● TUGAS LATIHAN 1: Salinlah bagian teks tentang Talak Bain yang dimulai dengan "Pertama, Ia menjatuhkannya" dan berlanjut hingga "kepadanya sebagai Khulu’.".

── TEKS PILIHAN

Maksudnya, Talak yang menyebabkan orang yang menjatuhkan Talak (al-Muthalliq) tidak memiliki hak ruju’. Dengan dijatuhkannya Talak ini, maka posisi orang yang menjatuhkan Talak sama dengan para lelaki lainnya yang berstatus sebagai al-Khatib (Pelamar). Jikalau perempuan yang dijatuhkan Talak ingin, maka ia bisa menerimanya dengan Mahar dan Akad. Jikalau tidak ingin, maka ia bisa menolaknya. Talak Bain ini terjadi dengan lima bentuk: 

Pertama, Ia menjatuhkannya Talak Raj’I, kemudian ia membiarkannya dan tidak merujuknya sampai selesai masa Iddahnya. Maka dengan selesainya masa Iddah, istrinya sudah berstatus Bain. 

Kedua, Ia menjatuhkannya Talak dengan sejumlah harta yang dibayarkan pihak istri kepadanya sebagai Khulu’.

────

● TUGAS LATIHAN 2: Tuliskan kembali seluruh catatan di bawah ini dengan mengganti "floor plank" menjadi "floorboard" tanpa mengubah bagian lainnya. Jangan sertakan gambar dalam jawaban.

── ISI DATA

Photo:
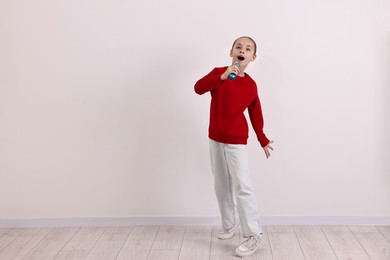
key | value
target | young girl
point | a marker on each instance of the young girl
(232, 92)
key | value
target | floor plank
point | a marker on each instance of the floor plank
(163, 254)
(194, 242)
(196, 245)
(314, 244)
(72, 255)
(169, 238)
(385, 231)
(372, 241)
(224, 249)
(107, 247)
(84, 239)
(284, 243)
(351, 254)
(51, 244)
(138, 244)
(20, 247)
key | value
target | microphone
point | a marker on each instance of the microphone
(233, 76)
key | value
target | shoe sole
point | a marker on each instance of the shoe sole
(232, 233)
(245, 254)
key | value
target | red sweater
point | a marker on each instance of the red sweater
(229, 100)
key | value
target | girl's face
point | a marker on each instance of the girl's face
(243, 52)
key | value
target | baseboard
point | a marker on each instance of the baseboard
(191, 221)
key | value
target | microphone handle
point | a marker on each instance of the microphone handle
(232, 76)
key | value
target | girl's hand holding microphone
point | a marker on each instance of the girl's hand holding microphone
(233, 69)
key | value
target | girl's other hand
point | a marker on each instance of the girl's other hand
(267, 149)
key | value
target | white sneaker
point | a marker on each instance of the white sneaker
(249, 246)
(226, 234)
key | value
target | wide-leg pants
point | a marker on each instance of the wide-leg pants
(233, 187)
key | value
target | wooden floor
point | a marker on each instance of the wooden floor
(197, 243)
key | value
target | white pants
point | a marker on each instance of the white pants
(233, 187)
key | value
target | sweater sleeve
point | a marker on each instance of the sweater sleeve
(208, 82)
(256, 117)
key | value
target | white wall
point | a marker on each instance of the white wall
(98, 117)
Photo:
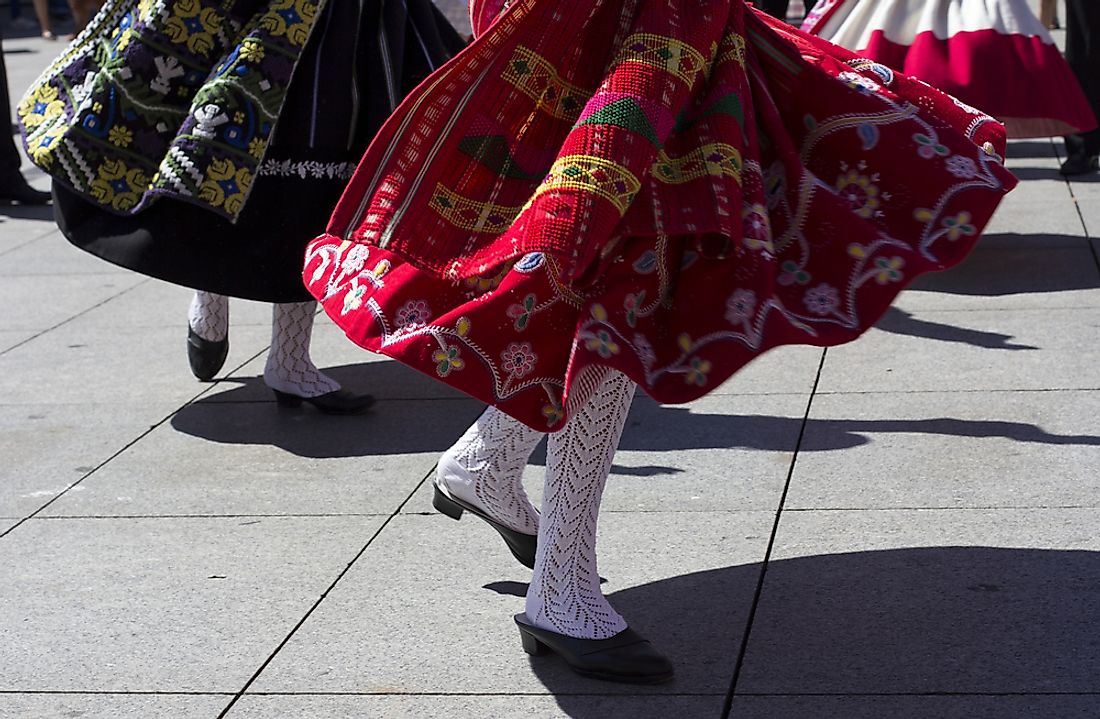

────

● HASIL LATIHAN 1:
Pertama, Ia menjatuhkannya Talak Raj’I, kemudian ia membiarkannya dan tidak merujuknya sampai selesai masa Iddahnya. Maka dengan selesainya masa Iddah, istrinya sudah berstatus Bain. 

Kedua, Ia menjatuhkannya Talak dengan sejumlah harta yang dibayarkan pihak istri kepadanya sebagai Khulu’.

● HASIL LATIHAN 2:
Photo:
key | value
target | young girl
point | a marker on each instance of the young girl
(232, 92)
key | value
target | floorboard
point | a marker on each instance of the floorboard
(163, 254)
(194, 242)
(196, 245)
(314, 244)
(72, 255)
(169, 238)
(385, 231)
(372, 241)
(224, 249)
(107, 247)
(84, 239)
(284, 243)
(351, 254)
(51, 244)
(138, 244)
(20, 247)
key | value
target | microphone
point | a marker on each instance of the microphone
(233, 76)
key | value
target | shoe sole
point | a marker on each instance of the shoe sole
(232, 233)
(245, 254)
key | value
target | red sweater
point | a marker on each instance of the red sweater
(229, 100)
key | value
target | girl's face
point | a marker on each instance of the girl's face
(243, 52)
key | value
target | baseboard
point | a marker on each instance of the baseboard
(191, 221)
key | value
target | microphone handle
point | a marker on each instance of the microphone handle
(232, 76)
key | value
target | girl's hand holding microphone
point | a marker on each instance of the girl's hand holding microphone
(233, 69)
key | value
target | girl's other hand
point | a marker on each instance of the girl's other hand
(267, 149)
key | value
target | white sneaker
point | a marker on each instance of the white sneaker
(249, 246)
(226, 234)
key | value
target | wide-leg pants
point | a marker on each instance of the wide-leg pants
(233, 187)
key | value
target | wooden floor
point | a marker on each instance of the wooden floor
(197, 243)
key | value
target | white pants
point | a marker on each instance of the white pants
(233, 187)
key | value
target | sweater sleeve
point | a marker on each instance of the sweater sleeve
(208, 82)
(256, 117)
key | value
target | white wall
point | a marker on each instance of the white wall
(98, 117)
Photo:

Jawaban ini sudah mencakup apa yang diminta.